What followed was a typology of organisational patterns and show stoppers that hinder digital transformation: The Lord of the Realm, The Inertial Entrepreneur, The Cya Crowd, The Pessimist, The Detail Planner, The Black Box Believer, The Evangelist, The Visionary and The Tinkerer. Without going into too much detail, all of these types have advantages and disadvantages for the organisation, but their powers need to be carefully managed…
Zalando concluded with a few use cases how the routes for pickers in the warehouse can be optimised, how small orders can be efficiently batched such that a picker can deal with several at once, or how the ideal placement of popular stock can increase picking efficiency.
The last talk of m3 was a real geek highlight: Using the Minecraft as testbed for reinforcement learning.

------------------------------------------------------------

Please continue the m3 conference write-up above, starting right after its final sentence.

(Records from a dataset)

------------------------------------------------------------

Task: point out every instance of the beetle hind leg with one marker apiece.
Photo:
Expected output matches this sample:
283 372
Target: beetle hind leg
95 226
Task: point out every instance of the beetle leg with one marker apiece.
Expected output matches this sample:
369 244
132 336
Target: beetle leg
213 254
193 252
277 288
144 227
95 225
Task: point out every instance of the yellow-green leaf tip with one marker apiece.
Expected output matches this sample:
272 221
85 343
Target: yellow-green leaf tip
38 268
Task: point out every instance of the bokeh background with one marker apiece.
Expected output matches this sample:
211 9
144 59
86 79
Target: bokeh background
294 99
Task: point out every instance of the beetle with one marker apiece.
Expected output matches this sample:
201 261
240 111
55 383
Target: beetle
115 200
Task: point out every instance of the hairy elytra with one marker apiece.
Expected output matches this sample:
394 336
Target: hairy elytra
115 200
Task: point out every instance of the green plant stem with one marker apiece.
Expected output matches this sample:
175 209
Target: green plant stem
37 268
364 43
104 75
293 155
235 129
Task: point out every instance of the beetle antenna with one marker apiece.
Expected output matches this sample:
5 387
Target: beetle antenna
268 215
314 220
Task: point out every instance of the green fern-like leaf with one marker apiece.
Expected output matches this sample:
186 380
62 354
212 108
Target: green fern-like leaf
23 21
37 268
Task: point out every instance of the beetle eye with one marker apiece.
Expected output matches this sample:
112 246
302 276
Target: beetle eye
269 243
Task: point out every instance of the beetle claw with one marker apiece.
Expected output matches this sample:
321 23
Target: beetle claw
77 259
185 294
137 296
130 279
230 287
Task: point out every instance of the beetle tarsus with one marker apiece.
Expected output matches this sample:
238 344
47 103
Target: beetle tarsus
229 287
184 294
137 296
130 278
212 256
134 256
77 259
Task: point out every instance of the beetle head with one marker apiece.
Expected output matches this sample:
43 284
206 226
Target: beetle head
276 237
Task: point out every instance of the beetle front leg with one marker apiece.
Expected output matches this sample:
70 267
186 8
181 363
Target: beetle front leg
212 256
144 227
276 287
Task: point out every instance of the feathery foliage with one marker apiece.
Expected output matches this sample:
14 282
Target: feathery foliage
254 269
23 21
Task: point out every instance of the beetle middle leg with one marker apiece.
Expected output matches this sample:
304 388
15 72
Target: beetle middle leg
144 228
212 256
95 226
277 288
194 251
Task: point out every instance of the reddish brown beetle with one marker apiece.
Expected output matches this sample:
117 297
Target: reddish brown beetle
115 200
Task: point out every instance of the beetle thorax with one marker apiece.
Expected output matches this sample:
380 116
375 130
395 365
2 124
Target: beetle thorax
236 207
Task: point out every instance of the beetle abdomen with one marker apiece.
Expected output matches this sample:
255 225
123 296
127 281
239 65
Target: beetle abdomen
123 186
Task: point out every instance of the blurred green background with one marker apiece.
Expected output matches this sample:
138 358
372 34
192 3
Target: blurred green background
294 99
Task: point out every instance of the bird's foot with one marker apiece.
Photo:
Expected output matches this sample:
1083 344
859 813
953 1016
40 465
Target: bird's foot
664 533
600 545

------------------------------------------------------------

> **Result of the exercise**:
Lars Gregori introduced Project Malmö, a modification (“mod”) for the Minecraft game that offers a simple agent to explore the world. It’s been developed by Microsoft, who have bought the game in 2015. The above screenshot shows a bridge (grey fields) across lava (red fields) and a target destination (blue field). Making a step costs 1 credit, stepping into lava costs 100 credits (and your life…) and arriving at the destination is worth +100 credits. Now, without being aware of the surrounding, the agent is allowed to initiate a random walk with the aim to achieve the highest possible score. Most walks will end in death and a considerable negative score, while after a few hundred iterations, by chance, the destination is reached, yielding a considerably positive score. During all the time, the agent is aware of the highest score ever achieved at that particular position. It is then capable of working out the optimal route from start to finish. (Note from me: In a way, this is classic dynamic programming and traversing over a graph structure, and thus nothing new for seasoned bioinformaticians.)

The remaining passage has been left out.